**WHAT THE TASK REQUIRES**
Retype every entry exactly, character for character.
** BEGIN MATERIAL TO PROCESS **
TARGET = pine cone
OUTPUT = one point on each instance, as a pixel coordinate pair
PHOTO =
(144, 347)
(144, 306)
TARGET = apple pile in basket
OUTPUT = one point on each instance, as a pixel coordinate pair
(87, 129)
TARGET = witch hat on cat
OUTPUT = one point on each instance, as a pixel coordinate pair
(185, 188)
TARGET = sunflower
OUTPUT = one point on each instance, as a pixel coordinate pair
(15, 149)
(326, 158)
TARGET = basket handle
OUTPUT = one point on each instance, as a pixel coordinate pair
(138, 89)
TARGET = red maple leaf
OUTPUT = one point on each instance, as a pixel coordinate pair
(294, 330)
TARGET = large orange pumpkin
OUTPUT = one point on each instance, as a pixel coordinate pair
** END MATERIAL TO PROCESS **
**FINAL ANSWER**
TARGET = pine cone
OUTPUT = one point on each instance, as a pixel coordinate pair
PHOTO =
(144, 347)
(144, 306)
TARGET = apple pile in basket
OUTPUT = one point on each instance, as a pixel coordinate pair
(87, 129)
TARGET = witch hat on cat
OUTPUT = one point on each instance, as a pixel coordinate pair
(185, 188)
TARGET = sunflower
OUTPUT = one point on each instance, as a pixel coordinate pair
(15, 149)
(326, 158)
TARGET = basket handle
OUTPUT = one point on each instance, as a pixel coordinate pair
(138, 89)
TARGET = red maple leaf
OUTPUT = one point on each instance, as a pixel coordinate pair
(294, 330)
TARGET = large orange pumpkin
OUTPUT = one point on each instance, as a pixel coordinate pair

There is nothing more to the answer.